**TASKS TO CARRY OUT:**
(a) Echo the part of the blog post starting with "Consumption frenzy" and going on through "own book, maybe.".
(b) Answer these questions from the blog post:
(i) Which book left the writer uplifted and depressed at the same time?
(ii) What does the writer say they hate paying?
(iii) Which language is the closest the writer has found to the "smaller language screaming to get out"?
(c) Say whether each statement agrees with the blog post:
(i) The writer calls Exceptional C++ Style a good book.
(ii) The writer is more interested in the dark corners of C++ than ever.
(iii) The writer finds Python's library perfectly tidy.

**READING PASSAGE:**
20050226

Consumption frenzy

Got the books! Yay!

Quickly read Money 201 and managed to be uplifted and depressed at the same time. Looks like I've been doing many things right, but a few wrong. Unfortunately, to do those things right, I'll require more money. Or slack off on pre-paying parts of the mortgage. But I hate paying interest, regardless of what finance books say. I should write my own book, maybe.

Read Exceptional C++ style rather quickly. I feel relatively good about it--it's a good book, and it looks like I'm not too rusty. But, to my dismay, I'm also not that interested in all those dark corners anymore (something I've alluded to in previous posts). Still, I wish the "smaller language screaming to get out" Bjarne Stroustrup mentioned when talking about C++ would come to light. The closest I've found so far is Python, and its library is growing a bit messy.

**STORED RECORDS:**
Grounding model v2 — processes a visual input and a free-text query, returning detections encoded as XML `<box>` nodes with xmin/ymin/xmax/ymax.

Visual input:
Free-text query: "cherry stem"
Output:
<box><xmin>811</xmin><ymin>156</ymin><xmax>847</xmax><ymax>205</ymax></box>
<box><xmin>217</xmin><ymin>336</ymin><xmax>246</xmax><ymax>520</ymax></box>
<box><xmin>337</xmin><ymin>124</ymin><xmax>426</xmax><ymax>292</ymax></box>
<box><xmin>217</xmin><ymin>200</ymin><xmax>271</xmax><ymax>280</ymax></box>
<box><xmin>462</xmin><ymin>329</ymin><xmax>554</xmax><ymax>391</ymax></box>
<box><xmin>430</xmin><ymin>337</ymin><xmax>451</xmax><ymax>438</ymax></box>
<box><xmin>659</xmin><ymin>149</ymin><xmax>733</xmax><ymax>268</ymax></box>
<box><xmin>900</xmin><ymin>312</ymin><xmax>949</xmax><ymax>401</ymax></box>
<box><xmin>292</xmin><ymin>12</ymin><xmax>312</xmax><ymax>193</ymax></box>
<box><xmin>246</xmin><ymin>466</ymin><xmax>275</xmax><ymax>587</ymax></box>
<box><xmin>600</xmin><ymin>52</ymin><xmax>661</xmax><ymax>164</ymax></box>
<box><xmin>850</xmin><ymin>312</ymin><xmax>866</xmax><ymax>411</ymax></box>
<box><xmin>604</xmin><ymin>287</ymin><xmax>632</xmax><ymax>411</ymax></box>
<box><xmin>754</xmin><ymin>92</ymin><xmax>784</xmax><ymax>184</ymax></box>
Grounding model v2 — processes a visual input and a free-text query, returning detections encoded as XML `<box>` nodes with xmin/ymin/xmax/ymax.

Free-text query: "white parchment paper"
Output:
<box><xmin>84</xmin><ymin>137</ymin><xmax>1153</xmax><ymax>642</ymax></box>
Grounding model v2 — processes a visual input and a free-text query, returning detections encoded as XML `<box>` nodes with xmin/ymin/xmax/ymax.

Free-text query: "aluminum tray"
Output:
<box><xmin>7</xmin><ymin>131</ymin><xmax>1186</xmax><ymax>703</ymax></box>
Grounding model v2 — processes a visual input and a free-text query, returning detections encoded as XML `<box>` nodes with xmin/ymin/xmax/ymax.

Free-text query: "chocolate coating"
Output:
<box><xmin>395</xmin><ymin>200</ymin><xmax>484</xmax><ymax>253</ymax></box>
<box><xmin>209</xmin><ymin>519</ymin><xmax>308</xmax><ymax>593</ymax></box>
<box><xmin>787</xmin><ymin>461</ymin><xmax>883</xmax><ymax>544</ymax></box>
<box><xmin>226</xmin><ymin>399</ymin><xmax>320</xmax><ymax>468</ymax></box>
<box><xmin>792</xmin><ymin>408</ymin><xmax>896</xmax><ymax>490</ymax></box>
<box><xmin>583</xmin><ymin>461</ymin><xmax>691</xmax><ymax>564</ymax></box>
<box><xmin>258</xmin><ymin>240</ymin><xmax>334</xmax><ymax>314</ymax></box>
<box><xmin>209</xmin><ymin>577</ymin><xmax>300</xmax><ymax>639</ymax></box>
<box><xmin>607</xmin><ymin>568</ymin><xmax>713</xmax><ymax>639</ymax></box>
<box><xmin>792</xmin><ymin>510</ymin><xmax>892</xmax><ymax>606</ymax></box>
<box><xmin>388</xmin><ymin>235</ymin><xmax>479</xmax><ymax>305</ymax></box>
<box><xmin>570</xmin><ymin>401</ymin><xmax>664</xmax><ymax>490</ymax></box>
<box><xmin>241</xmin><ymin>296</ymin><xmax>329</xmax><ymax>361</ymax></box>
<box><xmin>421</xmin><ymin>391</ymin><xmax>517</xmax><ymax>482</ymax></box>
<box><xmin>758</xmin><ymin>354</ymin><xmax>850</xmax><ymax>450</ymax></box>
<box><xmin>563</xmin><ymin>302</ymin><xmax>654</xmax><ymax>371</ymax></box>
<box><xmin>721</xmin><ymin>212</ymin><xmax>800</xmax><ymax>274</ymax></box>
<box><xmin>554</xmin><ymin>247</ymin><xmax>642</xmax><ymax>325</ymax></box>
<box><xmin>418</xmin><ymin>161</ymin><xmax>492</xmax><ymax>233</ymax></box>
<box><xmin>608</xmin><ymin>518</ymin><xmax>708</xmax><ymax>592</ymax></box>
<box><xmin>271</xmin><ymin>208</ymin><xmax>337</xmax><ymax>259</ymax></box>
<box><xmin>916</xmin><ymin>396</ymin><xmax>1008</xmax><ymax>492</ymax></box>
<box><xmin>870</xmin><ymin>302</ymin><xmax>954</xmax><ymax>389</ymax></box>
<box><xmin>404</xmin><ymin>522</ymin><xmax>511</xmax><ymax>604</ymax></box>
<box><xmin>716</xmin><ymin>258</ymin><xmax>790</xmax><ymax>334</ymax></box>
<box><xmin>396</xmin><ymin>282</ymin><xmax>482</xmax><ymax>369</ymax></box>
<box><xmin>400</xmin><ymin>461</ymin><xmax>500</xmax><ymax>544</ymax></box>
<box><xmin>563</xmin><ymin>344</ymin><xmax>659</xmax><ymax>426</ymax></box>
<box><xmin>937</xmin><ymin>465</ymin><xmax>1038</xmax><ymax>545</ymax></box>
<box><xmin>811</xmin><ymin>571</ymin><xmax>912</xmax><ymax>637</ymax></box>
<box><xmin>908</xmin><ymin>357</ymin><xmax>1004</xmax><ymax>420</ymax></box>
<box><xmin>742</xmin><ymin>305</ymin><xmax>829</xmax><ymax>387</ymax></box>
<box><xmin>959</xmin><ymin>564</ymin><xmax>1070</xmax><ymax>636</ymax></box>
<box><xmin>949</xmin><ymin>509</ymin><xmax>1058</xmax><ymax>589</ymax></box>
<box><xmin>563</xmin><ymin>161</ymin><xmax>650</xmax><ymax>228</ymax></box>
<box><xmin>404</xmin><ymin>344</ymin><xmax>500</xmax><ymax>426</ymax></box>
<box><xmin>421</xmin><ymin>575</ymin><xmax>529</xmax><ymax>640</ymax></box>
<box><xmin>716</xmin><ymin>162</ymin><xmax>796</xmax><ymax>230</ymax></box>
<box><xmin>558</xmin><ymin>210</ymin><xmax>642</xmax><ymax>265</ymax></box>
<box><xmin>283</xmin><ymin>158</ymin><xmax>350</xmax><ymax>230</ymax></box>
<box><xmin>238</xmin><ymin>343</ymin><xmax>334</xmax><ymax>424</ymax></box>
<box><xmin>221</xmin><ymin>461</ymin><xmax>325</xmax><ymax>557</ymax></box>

**ANSWERS:**
(a)
Consumption frenzy

Got the books! Yay!

Quickly read Money 201 and managed to be uplifted and depressed at the same time. Looks like I've been doing many things right, but a few wrong. Unfortunately, to do those things right, I'll require more money. Or slack off on pre-paying parts of the mortgage. But I hate paying interest, regardless of what finance books say. I should write my own book, maybe.

(b)
(i) Money 201
(ii) Interest
(iii) Python

(c)
(i) Yes: "it's a good book"
(ii) No: "I'm also not that interested in all those dark corners anymore"
(iii) No: "its library is growing a bit messy"